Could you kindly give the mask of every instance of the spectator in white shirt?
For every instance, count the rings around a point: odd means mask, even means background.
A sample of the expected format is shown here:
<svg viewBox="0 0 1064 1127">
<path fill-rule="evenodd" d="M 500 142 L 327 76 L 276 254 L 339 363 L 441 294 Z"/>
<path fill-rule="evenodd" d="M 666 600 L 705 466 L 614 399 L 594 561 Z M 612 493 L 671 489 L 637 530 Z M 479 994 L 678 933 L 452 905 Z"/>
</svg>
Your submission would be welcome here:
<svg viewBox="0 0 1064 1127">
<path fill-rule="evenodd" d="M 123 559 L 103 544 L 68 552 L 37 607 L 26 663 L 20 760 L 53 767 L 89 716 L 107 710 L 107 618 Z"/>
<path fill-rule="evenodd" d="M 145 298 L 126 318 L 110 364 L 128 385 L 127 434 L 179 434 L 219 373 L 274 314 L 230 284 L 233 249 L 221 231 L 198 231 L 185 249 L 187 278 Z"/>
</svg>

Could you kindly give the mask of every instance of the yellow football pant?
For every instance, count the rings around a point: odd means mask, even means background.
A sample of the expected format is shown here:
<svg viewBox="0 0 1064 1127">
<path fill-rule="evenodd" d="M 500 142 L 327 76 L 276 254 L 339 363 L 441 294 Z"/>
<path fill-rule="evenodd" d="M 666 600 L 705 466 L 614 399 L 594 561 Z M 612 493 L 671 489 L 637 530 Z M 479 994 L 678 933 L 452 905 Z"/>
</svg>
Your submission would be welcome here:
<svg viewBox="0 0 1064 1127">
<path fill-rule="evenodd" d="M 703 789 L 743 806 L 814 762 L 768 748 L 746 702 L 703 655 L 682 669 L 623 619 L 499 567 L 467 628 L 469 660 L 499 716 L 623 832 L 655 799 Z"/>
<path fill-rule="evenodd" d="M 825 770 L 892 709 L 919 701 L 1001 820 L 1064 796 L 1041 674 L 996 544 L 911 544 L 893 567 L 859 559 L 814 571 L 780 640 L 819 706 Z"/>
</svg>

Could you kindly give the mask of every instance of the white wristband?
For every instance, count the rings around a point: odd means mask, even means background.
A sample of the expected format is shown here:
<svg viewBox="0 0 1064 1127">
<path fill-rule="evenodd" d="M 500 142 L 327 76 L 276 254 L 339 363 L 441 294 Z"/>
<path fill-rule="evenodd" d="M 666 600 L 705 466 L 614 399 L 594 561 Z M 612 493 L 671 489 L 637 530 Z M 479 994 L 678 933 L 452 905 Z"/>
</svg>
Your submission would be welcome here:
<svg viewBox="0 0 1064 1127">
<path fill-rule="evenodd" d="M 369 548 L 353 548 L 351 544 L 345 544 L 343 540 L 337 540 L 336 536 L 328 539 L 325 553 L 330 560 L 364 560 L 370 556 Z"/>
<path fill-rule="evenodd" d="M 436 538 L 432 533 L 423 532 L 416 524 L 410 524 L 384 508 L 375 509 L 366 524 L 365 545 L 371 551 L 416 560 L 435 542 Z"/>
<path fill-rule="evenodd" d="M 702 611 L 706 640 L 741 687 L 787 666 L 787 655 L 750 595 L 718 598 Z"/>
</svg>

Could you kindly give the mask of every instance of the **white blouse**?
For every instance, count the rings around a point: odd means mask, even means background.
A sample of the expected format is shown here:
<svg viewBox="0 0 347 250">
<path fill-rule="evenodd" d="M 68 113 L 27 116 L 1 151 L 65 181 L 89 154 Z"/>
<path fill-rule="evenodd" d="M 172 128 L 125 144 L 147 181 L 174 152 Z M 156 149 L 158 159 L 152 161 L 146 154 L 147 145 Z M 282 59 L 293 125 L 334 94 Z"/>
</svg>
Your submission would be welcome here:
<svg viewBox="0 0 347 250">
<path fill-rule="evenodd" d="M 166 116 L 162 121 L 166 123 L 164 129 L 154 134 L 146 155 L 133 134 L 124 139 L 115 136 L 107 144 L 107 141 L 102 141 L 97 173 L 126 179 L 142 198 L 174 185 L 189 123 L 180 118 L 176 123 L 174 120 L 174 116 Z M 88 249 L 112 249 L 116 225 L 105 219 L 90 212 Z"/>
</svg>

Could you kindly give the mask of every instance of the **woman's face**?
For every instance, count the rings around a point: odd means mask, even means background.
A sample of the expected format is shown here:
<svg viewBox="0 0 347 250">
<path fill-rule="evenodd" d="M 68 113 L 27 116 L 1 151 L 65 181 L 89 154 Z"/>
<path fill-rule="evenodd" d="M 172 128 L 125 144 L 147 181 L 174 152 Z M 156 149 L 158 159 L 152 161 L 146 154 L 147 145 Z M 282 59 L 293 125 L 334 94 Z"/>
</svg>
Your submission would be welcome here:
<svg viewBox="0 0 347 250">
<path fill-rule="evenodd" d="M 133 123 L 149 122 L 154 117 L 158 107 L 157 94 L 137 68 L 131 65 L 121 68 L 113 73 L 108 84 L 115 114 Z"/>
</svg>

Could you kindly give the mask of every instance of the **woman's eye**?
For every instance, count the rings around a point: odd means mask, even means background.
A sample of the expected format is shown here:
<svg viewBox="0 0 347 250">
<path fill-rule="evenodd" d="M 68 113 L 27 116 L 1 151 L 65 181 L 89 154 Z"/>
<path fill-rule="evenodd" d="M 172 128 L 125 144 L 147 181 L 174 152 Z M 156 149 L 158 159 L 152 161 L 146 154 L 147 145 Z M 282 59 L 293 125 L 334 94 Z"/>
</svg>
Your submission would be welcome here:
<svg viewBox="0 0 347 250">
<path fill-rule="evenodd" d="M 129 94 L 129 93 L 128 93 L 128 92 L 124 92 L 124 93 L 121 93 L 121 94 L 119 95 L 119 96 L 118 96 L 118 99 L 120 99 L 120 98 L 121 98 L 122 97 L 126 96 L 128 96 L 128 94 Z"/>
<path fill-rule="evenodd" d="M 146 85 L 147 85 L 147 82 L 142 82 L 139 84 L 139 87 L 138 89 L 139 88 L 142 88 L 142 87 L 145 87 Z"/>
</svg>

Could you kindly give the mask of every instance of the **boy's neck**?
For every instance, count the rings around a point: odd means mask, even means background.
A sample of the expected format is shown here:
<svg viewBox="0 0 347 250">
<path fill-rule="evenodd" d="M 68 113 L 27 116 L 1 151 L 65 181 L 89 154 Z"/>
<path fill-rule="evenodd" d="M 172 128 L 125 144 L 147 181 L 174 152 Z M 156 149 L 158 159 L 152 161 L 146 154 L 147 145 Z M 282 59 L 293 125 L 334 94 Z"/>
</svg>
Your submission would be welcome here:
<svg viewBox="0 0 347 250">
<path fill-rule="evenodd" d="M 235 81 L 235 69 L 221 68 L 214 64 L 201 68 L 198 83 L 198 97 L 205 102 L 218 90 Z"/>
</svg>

※ ※ ※

§ **To do**
Format every line of the records above as a Markdown table with the columns Row and Text, numbering each row and leaving out blank lines.

§ **Answer**
| Row | Text |
|---|---|
| 1 | Could you kindly give the mask of every instance of the spectator in white shirt? |
| 2 | For every instance, count the rings around a point: odd means mask, even means background. |
| 3 | A sample of the expected format is shown here: |
| 4 | <svg viewBox="0 0 1064 1127"> |
| 5 | <path fill-rule="evenodd" d="M 500 142 L 327 76 L 276 254 L 339 363 L 441 294 Z"/> |
| 6 | <path fill-rule="evenodd" d="M 666 600 L 705 466 L 614 399 L 594 561 Z M 612 493 L 671 489 L 637 530 Z M 479 994 L 678 933 L 452 905 Z"/> |
| 7 | </svg> |
| 8 | Your submission would be welcome here: |
| 9 | <svg viewBox="0 0 1064 1127"> |
| 10 | <path fill-rule="evenodd" d="M 123 559 L 103 544 L 68 552 L 37 607 L 26 663 L 20 760 L 53 767 L 89 716 L 107 710 L 107 618 Z"/> |
| 11 | <path fill-rule="evenodd" d="M 145 298 L 126 318 L 110 364 L 128 385 L 127 434 L 179 434 L 219 373 L 274 314 L 230 284 L 233 249 L 221 231 L 198 231 L 185 249 L 187 278 Z"/> |
| 12 | </svg> |
| 13 | Could you kindly give the mask of every instance of the yellow football pant? |
| 14 | For every instance, count the rings around a point: odd means mask, even means background. |
| 15 | A sample of the expected format is shown here: |
| 16 | <svg viewBox="0 0 1064 1127"> |
| 17 | <path fill-rule="evenodd" d="M 500 142 L 327 76 L 276 254 L 339 363 L 441 294 Z"/> |
| 18 | <path fill-rule="evenodd" d="M 666 600 L 705 466 L 614 399 L 594 561 Z M 612 493 L 671 489 L 637 530 Z M 479 994 L 678 933 L 452 905 Z"/> |
| 19 | </svg> |
| 20 | Your submission would be welcome here: |
| 21 | <svg viewBox="0 0 1064 1127"> |
| 22 | <path fill-rule="evenodd" d="M 703 789 L 743 806 L 814 762 L 768 748 L 746 702 L 703 655 L 682 669 L 623 619 L 499 567 L 467 628 L 469 660 L 499 716 L 623 832 L 655 799 Z"/> |
| 23 | <path fill-rule="evenodd" d="M 825 770 L 892 709 L 919 701 L 1001 820 L 1064 796 L 1041 674 L 996 544 L 911 544 L 893 567 L 859 559 L 814 571 L 780 640 L 819 706 Z"/> |
| 24 | </svg> |
| 25 | Could you kindly give the mask of every instance of the white wristband? |
| 26 | For every instance, count the rings around a point: odd means mask, even means background. |
| 27 | A sample of the expected format is shown here: |
| 28 | <svg viewBox="0 0 1064 1127"> |
| 29 | <path fill-rule="evenodd" d="M 500 142 L 327 76 L 276 254 L 339 363 L 441 294 Z"/> |
| 30 | <path fill-rule="evenodd" d="M 666 600 L 705 466 L 614 399 L 594 561 Z M 612 493 L 671 489 L 637 530 Z M 479 994 L 678 933 L 452 905 Z"/> |
| 31 | </svg> |
| 32 | Your submission would be welcome here: |
| 33 | <svg viewBox="0 0 1064 1127"> |
| 34 | <path fill-rule="evenodd" d="M 369 548 L 353 548 L 351 544 L 345 544 L 343 540 L 337 540 L 336 536 L 328 539 L 325 553 L 330 560 L 364 560 L 370 556 Z"/> |
| 35 | <path fill-rule="evenodd" d="M 436 538 L 432 533 L 423 532 L 416 524 L 410 524 L 384 508 L 375 509 L 366 524 L 365 545 L 371 551 L 416 560 L 435 542 Z"/> |
| 36 | <path fill-rule="evenodd" d="M 702 611 L 706 640 L 741 687 L 787 666 L 787 655 L 750 595 L 718 598 Z"/> |
| 37 | </svg> |
| 38 | Could you kindly give the mask of every instance of the **white blouse**? |
| 39 | For every instance, count the rings around a point: odd means mask, even means background. |
| 40 | A sample of the expected format is shown here: |
| 41 | <svg viewBox="0 0 347 250"> |
| 42 | <path fill-rule="evenodd" d="M 68 113 L 27 116 L 1 151 L 65 181 L 89 154 Z"/> |
| 43 | <path fill-rule="evenodd" d="M 172 128 L 125 144 L 147 181 L 174 152 Z M 156 149 L 158 159 L 152 161 L 146 154 L 147 145 Z M 282 59 L 293 125 L 334 94 Z"/> |
| 44 | </svg> |
| 45 | Your submission would be welcome here: |
| 46 | <svg viewBox="0 0 347 250"> |
| 47 | <path fill-rule="evenodd" d="M 166 116 L 162 121 L 166 123 L 164 129 L 154 134 L 146 155 L 133 134 L 124 139 L 115 136 L 107 144 L 107 141 L 102 141 L 97 173 L 126 179 L 142 198 L 174 185 L 189 123 L 180 118 L 176 123 L 174 120 L 174 116 Z M 88 249 L 112 249 L 116 225 L 105 219 L 90 212 Z"/> |
| 48 | </svg> |
| 49 | Could you kindly give the mask of every instance of the **woman's face**? |
| 50 | For every instance, count the rings around a point: odd means mask, even means background. |
| 51 | A sample of the expected format is shown here: |
| 52 | <svg viewBox="0 0 347 250"> |
| 53 | <path fill-rule="evenodd" d="M 68 113 L 27 116 L 1 151 L 65 181 L 89 154 Z"/> |
| 54 | <path fill-rule="evenodd" d="M 172 128 L 125 144 L 147 181 L 174 152 Z M 156 149 L 158 159 L 152 161 L 146 154 L 147 145 Z M 282 59 L 293 125 L 334 94 Z"/> |
| 55 | </svg> |
| 56 | Your submission would be welcome here: |
| 57 | <svg viewBox="0 0 347 250"> |
| 58 | <path fill-rule="evenodd" d="M 133 123 L 149 122 L 154 117 L 158 107 L 157 94 L 137 68 L 131 65 L 121 68 L 113 73 L 108 84 L 115 114 Z"/> |
| 59 | </svg> |
| 60 | Could you kindly give the mask of every instance of the **woman's eye**? |
| 61 | For every instance, count the rings around a point: odd means mask, even means background. |
| 62 | A sample of the expected format is shown here: |
| 63 | <svg viewBox="0 0 347 250"> |
| 64 | <path fill-rule="evenodd" d="M 68 113 L 27 116 L 1 151 L 65 181 L 89 154 Z"/> |
| 65 | <path fill-rule="evenodd" d="M 172 128 L 125 144 L 147 181 L 174 152 Z M 156 149 L 158 159 L 152 161 L 146 154 L 147 145 Z M 282 59 L 293 125 L 334 94 Z"/> |
| 66 | </svg> |
| 67 | Your submission would be welcome here: |
| 68 | <svg viewBox="0 0 347 250"> |
| 69 | <path fill-rule="evenodd" d="M 129 94 L 129 93 L 128 93 L 128 92 L 124 92 L 124 93 L 121 93 L 121 94 L 119 95 L 119 96 L 118 96 L 118 99 L 120 99 L 120 98 L 121 98 L 122 97 L 126 96 L 128 96 L 128 94 Z"/> |
| 70 | <path fill-rule="evenodd" d="M 146 85 L 147 85 L 147 82 L 142 82 L 139 84 L 139 87 L 138 89 L 139 88 L 142 88 L 142 87 L 145 87 Z"/> |
| 71 | </svg> |
| 72 | Could you kindly give the mask of every instance of the **boy's neck**? |
| 73 | For every instance, count the rings around a point: odd means mask, even means background. |
| 74 | A sample of the expected format is shown here: |
| 75 | <svg viewBox="0 0 347 250"> |
| 76 | <path fill-rule="evenodd" d="M 68 113 L 27 116 L 1 151 L 65 181 L 89 154 Z"/> |
| 77 | <path fill-rule="evenodd" d="M 172 128 L 125 144 L 147 181 L 174 152 Z M 156 149 L 158 159 L 152 161 L 146 154 L 147 145 Z M 282 59 L 293 125 L 334 94 Z"/> |
| 78 | </svg> |
| 79 | Your submission would be welcome here: |
| 80 | <svg viewBox="0 0 347 250"> |
| 81 | <path fill-rule="evenodd" d="M 235 81 L 235 69 L 221 68 L 214 64 L 201 68 L 198 83 L 198 97 L 205 102 L 218 90 Z"/> |
| 82 | </svg> |